- _Assignment_
Everything from the line holding "out the light" through the last line below is needed; please reproduce those lines exactly, adding nothing.

- _Given data_
┌────────

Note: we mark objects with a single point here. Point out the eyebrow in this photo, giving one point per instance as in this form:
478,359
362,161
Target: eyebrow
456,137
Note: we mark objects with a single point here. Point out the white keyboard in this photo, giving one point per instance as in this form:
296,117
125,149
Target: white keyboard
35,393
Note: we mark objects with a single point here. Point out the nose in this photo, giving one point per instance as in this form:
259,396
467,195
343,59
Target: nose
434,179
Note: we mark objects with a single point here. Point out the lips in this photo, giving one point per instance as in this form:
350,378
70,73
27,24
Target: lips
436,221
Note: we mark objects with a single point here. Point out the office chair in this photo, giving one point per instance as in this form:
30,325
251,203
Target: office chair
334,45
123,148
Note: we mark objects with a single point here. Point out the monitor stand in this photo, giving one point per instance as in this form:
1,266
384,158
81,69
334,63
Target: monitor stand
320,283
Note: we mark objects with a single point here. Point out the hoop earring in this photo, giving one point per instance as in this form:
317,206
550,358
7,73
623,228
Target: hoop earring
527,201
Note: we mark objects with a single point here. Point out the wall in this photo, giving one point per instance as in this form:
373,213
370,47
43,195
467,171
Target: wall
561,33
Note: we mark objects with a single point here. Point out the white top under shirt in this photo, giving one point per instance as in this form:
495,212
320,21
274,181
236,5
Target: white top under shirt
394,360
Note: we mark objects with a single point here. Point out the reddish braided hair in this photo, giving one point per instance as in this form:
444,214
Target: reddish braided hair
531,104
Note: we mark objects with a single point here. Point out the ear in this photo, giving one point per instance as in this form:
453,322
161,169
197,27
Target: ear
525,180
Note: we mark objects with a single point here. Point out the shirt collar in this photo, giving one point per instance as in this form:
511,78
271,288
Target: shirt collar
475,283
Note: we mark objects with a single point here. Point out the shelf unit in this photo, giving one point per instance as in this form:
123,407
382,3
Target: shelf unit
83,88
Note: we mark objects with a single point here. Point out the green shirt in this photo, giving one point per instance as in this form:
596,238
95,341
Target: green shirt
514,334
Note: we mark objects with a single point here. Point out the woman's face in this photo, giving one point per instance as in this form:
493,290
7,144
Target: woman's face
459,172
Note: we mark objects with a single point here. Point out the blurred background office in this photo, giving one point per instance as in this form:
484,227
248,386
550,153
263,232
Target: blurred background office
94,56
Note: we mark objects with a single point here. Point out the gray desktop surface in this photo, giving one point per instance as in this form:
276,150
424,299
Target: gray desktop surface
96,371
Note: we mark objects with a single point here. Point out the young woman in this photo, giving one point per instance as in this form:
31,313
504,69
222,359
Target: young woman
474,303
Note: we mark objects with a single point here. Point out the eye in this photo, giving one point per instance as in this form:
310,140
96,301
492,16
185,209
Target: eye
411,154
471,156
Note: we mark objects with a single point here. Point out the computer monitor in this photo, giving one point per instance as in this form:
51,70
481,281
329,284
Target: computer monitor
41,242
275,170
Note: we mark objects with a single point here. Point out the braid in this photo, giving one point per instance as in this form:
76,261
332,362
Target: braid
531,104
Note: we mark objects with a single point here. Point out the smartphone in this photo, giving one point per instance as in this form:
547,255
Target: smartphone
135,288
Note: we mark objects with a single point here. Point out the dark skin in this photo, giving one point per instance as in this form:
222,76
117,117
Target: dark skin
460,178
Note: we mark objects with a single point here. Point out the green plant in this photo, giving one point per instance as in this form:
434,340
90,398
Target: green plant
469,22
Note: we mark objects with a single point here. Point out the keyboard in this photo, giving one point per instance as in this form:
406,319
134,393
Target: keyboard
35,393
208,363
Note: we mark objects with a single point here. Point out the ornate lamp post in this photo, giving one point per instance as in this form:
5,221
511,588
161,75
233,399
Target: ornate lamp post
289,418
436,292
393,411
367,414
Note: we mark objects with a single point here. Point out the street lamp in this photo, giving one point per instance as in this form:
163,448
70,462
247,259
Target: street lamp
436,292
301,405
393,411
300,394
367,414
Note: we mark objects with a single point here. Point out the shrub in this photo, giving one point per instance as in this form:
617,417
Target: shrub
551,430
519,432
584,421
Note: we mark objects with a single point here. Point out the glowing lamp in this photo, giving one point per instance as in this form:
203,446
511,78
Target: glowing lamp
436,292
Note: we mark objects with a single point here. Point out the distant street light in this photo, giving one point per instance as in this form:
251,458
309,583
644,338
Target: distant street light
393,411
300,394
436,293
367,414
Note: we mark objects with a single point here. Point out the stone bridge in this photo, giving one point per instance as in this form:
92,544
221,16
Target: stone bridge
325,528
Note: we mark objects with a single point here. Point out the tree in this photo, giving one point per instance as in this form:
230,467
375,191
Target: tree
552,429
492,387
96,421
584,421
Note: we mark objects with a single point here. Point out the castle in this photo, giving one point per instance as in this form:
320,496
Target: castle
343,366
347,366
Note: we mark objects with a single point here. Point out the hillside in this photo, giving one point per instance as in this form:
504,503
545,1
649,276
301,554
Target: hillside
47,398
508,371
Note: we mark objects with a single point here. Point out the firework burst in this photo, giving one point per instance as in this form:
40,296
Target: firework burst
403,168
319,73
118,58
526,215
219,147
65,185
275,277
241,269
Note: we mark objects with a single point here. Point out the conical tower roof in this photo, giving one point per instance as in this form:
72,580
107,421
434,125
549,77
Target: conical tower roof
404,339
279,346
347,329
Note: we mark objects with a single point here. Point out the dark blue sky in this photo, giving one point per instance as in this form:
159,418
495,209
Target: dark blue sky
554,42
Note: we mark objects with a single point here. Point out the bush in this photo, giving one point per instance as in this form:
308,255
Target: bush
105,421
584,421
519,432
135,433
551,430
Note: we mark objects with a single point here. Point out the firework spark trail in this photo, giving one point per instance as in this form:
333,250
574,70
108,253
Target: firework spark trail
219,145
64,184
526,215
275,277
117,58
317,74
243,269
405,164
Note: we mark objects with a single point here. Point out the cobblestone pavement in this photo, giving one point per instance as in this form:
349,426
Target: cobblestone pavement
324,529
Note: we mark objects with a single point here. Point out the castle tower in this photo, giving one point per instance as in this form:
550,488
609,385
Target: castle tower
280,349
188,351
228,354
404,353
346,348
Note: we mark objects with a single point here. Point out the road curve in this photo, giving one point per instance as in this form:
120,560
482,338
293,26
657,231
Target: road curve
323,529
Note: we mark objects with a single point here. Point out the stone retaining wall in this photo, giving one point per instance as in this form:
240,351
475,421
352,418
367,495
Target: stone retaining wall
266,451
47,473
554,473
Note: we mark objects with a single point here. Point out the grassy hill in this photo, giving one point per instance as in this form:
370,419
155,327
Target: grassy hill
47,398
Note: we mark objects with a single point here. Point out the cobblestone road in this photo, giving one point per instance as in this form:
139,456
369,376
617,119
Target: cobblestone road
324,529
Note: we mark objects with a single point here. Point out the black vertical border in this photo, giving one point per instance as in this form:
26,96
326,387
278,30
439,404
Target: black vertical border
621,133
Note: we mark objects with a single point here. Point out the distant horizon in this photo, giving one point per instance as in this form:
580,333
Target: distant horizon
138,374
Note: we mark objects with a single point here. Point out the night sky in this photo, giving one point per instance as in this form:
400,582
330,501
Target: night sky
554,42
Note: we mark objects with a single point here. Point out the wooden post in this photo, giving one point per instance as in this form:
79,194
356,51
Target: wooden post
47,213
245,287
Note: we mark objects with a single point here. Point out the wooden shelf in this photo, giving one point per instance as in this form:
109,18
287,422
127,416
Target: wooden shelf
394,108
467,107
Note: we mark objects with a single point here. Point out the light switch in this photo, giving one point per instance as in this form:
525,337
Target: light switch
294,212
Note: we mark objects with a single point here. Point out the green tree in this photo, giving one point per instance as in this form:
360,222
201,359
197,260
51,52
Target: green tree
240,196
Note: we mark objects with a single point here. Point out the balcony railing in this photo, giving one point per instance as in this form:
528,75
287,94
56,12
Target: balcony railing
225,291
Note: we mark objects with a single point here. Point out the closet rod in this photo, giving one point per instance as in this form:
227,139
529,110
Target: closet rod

└────────

- _Solution_
Note: we mark objects with a single point here. Point out the light switch in this photo, giving one point per instance as in this form:
525,337
Target: light switch
294,212
Note: we mark objects with a single point here. Point out the green tree in this photo, giving one point per instance as in this form:
360,222
201,359
197,260
51,52
Target: green tree
240,196
Note: we mark objects with a single point here. Point out the balcony railing in this photo, giving one point per instance as in this form:
528,75
287,94
56,12
Target: balcony railing
225,291
Note: we mark objects with a single point here. Point out the closet rod in this photo, giving one point per instance as in this form:
227,139
529,110
Target: closet rod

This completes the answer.